··· Provided text

Knight at the Movies ARCHIVES
You I Sorta Like:
You I Love, Be Cool
3-9-05 Knight at the Movies column
By Richard Knight, Jr.























When I first saw You I Love (it played last year as part of Chicago's ay and lesbian film festival) it seemed a
hodgepodge of the worst sort but a second helping has given me a new appreciation of this rarity: a Russian
gay/straight sex comedy.  Though I think it’s still a pastiche of clichés (a comedic
Sunday, Bloody Sunday), it’s a
very entertaining pastiche and the film’s glimpses into Russian culture (it’s in Russian with subtitles) and sexual
mores is exotic enough to recommend it.

The film also resembles the early 80s gay/straight triangle,
Making Love, albeit a wacky variation on it.  
Ironically, this movie reverses what was interesting and tantalizing in that well meaning but ultimately dull, early
hallmark of gay cinema.  Here, it’s the straight relationship that’s out of the ordinary while the gay coupling that
supplants it seems forced and far fetched.  Some of that has to do, I suppose, with cultural advances and some with
the film’s affection and fascination for the offbeat gay character that unwittingly puts a crimp into the straight
relationship.

······

> _Work to complete_
Write the next part of the You I Love review, picking up after its final sentence.

··· Source material

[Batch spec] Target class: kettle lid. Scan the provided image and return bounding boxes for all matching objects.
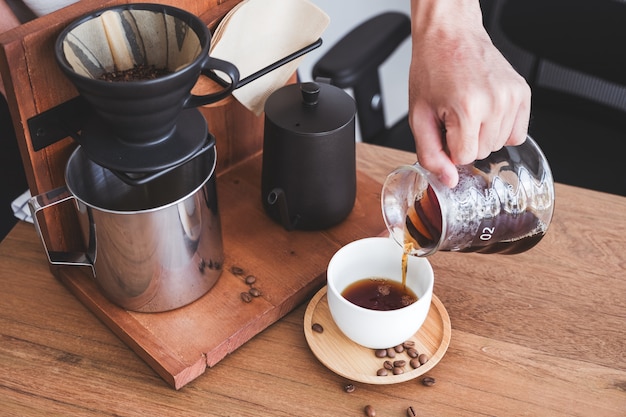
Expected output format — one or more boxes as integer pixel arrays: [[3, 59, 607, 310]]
[[265, 82, 356, 135]]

······

> _Expected output_
For me, however, it had everything to do with the breathtaking beauty of the actress Lyubov Tolkalina who plays
Vera, the female of the trio (playing the Kate Jackson part).  Her male co-stars on the other hand, though
handsome and cute in an offbeat way, will never be mistaken for Russian doubles of Michael Ontkean and Harry
Hamlin, their American counterparts.  When Ontkean planted a kiss on Hamlin’s lips in 1982 and proceeded to
make love to him audience members, both gay and straight gasped.  Straight audiences because they were
shocked to see two well known handsome actors not just playing gay but ACTING gay; gay audiences for the same
reason – but also because for us here at last was the fulfillment of a long cherished fantasy blown up 50 feet high.  
Here it’s the beauty of Tolkalina that’s riveting.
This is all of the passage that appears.